PROBLEMS TO SOLVE:
a) From the CO2 notebook text, write out the part that opens with the words containing "colname = ['Yr', 'Mn', 'Excel" and closes with "data.head()".
b) Answer these questions from the CO2 notebook text, labeling each answer (i), (ii), (iii) on its own line:
(i) How many rows are skipped when the CSV file is read?
(ii) Which column is used as the monthly CO2 data?
(iii) What column names does Prophet require in the input DataFrame?
c) Proceed with the CO2 notebook text, picking up after its last sentence.

The data will be downloaded from this website: http://scrippsco2.ucsd.edu/data/atmospheric_co2/mlo. The monthly frequency will be used.

In [None]:
url = "http://scrippsco2.ucsd.edu/assets/data/atmospheric/stations/in_situ_co2/monthly/monthly_in_situ_co2_mlo.csv"

data = pd.read_csv(url, skiprows=56, na_values=-99.99)

#Change the column names. The column names on the data set spans two rows.
colname = ['Yr', 'Mn', 'Excel Date', 'Date', 'CO2 (PPM)', 'CO2 Seasonally Adjusted (PPM)', 
           'CO2 Fit (PPM)', 'CO2 Seasonally Adjusted Fit (PPM)', 'CO2 Filled (PPM)', 'CO2 Seasonally Adjusted Filled (PPM)']
data.columns = colname

In [None]:
data.head()

We will be using the column 'CO2 Filled (PPM)' as the monthly CO2 data. For a detailed explanation on the different columns of CO2's, please download the csv file and there is a detailed explanation between row 39 to 51.

#### Convert Dates to Time Stamp

In [None]:
data['TimeStamp'] = pd.to_datetime(data['Yr'].astype(str).str.cat(data['Mn'].astype(str), sep='-'))

#### Creating the DataFrame for Prophet

Fitting the function for Prophet requires the input DataFrame to have column names of 'ds' and 'y'.

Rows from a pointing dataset
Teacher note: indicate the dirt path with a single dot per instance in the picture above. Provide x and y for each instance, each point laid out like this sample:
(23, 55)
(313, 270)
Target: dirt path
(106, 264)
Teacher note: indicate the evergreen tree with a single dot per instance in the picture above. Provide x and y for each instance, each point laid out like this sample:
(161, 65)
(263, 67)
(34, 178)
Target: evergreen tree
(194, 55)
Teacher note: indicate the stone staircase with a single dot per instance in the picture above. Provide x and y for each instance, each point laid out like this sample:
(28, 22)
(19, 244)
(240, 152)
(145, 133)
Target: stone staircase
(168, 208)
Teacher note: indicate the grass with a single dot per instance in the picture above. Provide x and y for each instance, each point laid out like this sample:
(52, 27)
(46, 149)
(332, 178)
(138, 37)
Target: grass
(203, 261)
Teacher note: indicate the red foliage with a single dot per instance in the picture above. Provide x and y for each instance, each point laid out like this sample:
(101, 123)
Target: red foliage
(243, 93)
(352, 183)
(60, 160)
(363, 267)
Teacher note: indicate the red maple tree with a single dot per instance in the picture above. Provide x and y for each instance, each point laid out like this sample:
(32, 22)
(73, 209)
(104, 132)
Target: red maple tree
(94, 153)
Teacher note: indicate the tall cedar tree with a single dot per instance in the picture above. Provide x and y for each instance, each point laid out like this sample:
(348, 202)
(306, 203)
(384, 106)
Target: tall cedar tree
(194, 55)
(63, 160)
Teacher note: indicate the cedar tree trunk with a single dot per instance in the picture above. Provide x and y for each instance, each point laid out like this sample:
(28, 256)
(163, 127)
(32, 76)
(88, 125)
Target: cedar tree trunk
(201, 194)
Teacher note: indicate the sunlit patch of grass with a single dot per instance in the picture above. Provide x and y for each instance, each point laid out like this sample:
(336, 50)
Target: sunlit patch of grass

---

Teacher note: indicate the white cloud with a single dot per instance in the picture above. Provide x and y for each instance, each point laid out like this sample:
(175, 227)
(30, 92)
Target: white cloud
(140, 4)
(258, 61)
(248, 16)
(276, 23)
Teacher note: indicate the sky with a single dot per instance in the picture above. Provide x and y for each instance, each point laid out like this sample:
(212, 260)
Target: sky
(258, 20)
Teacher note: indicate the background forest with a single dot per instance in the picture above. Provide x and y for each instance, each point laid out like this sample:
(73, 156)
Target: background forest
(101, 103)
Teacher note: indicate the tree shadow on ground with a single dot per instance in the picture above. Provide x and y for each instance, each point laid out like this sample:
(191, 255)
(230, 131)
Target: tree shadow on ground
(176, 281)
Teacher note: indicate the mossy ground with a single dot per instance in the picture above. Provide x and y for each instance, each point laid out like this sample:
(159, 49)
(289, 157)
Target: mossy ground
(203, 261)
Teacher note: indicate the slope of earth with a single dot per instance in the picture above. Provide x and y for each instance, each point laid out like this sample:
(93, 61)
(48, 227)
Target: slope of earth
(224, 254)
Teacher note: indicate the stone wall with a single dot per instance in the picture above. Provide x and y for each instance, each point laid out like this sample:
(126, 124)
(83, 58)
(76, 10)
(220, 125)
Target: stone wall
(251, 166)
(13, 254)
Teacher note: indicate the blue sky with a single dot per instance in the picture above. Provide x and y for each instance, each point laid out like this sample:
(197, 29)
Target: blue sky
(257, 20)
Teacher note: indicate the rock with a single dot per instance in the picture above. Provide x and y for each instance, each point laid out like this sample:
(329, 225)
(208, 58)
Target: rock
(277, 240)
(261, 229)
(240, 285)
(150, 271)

ANSWERS TO THE TASKS:
a)
colname = ['Yr', 'Mn', 'Excel Date', 'Date', 'CO2 (PPM)', 'CO2 Seasonally Adjusted (PPM)', 
           'CO2 Fit (PPM)', 'CO2 Seasonally Adjusted Fit (PPM)', 'CO2 Filled (PPM)', 'CO2 Seasonally Adjusted Filled (PPM)']
data.columns = colname

In [None]:
data.head()

b)
(i) 56
(ii) 'CO2 Filled (PPM)'
(iii) 'ds' and 'y'

c)
- ds: A column with type timestamps
- y: The value that the timeseries forecasting will be based on

In [None]:
df_prophet = data.loc[:, ['TimeStamp', 'CO2 Filled (PPM)']].copy()
df_prophet.columns = ['ds', 'y']
df_prophet.dropna(inplace=True) #The 'filled' data is being used, so rows of NaN will only occur at the top and bottom of the dataset.
df_prophet.reset_index(drop=True, inplace=True)

In [None]:
df_prophet.head()

#### Fitting the Prophet Model

In [None]:
keeling_model = Prophet(interval_width=0.95, yearly_seasonality=True, weekly_seasonality=False, daily_seasonality=False)
keeling_model.fit(df_prophet)

#### Forecasting using Prophet

We will be forecasting the Keeling Curve for 20 years in the future with a monthly frequency.

In [None]:
year = 20
fcst_period = year * 12

future_dates = keeling_model.make_future_dataframe(periods=fcst_period, freq='M')
keeling_fcst = keeling_model.predict(future_dates)

In [None]:
#Font Settings
font_size_title = 20
font_size_label = 15
font_size_tick = 12

#Grabbing the first index
first_idx = df_prophet.shape[0]

plt.figure(figsize=(8,8))

plt.fill_between(keeling_fcst['ds'][first_idx:], keeling_fcst['yhat_lower'][first_idx:], 
                 keeling_fcst['yhat_upper'][first_idx:], color='lightcoral', alpha = 0.5)
plt.plot(keeling_fcst['ds'][first_idx:], keeling_fcst['yhat'][first_idx:], color='red', linestyle ='dashed')
plt.plot(df_prophet['ds'].astype('datetime64'), df_prophet['y'], 'k-')
plt.xlabel('Year', fontsize=font_size_label)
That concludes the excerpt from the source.